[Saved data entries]
+ + + +

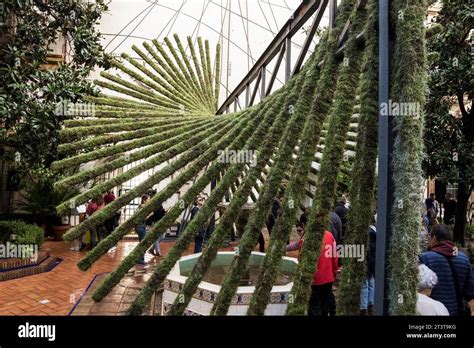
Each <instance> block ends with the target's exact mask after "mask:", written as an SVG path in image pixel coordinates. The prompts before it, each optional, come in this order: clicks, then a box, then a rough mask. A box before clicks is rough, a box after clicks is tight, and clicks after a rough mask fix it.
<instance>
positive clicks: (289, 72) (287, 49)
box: [285, 37, 291, 82]
mask: <svg viewBox="0 0 474 348" xmlns="http://www.w3.org/2000/svg"><path fill="white" fill-rule="evenodd" d="M285 59H286V64H285V67H286V68H285V82H287V81H288V80H289V79H290V78H291V37H289V38H287V39H286V55H285Z"/></svg>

+ + + +

• _WHAT IS REQUIRED_
Can you retype every record above exactly, leaving out the pictures?

• _SOLUTION_
Each <instance> block ends with the target's exact mask after "mask:", written as an SVG path in image pixel coordinates. The prompts before it, each optional, come in this order: clicks, then a box, then a rough mask. A box before clicks is rough, a box after clicks is tight, and clicks after a rough mask fix it.
<instance>
positive clicks: (289, 72) (287, 49)
box: [285, 37, 291, 82]
mask: <svg viewBox="0 0 474 348" xmlns="http://www.w3.org/2000/svg"><path fill="white" fill-rule="evenodd" d="M285 59H286V64H285V67H286V68H285V82H287V81H288V80H289V79H290V78H291V37H289V38H287V39H286V55H285Z"/></svg>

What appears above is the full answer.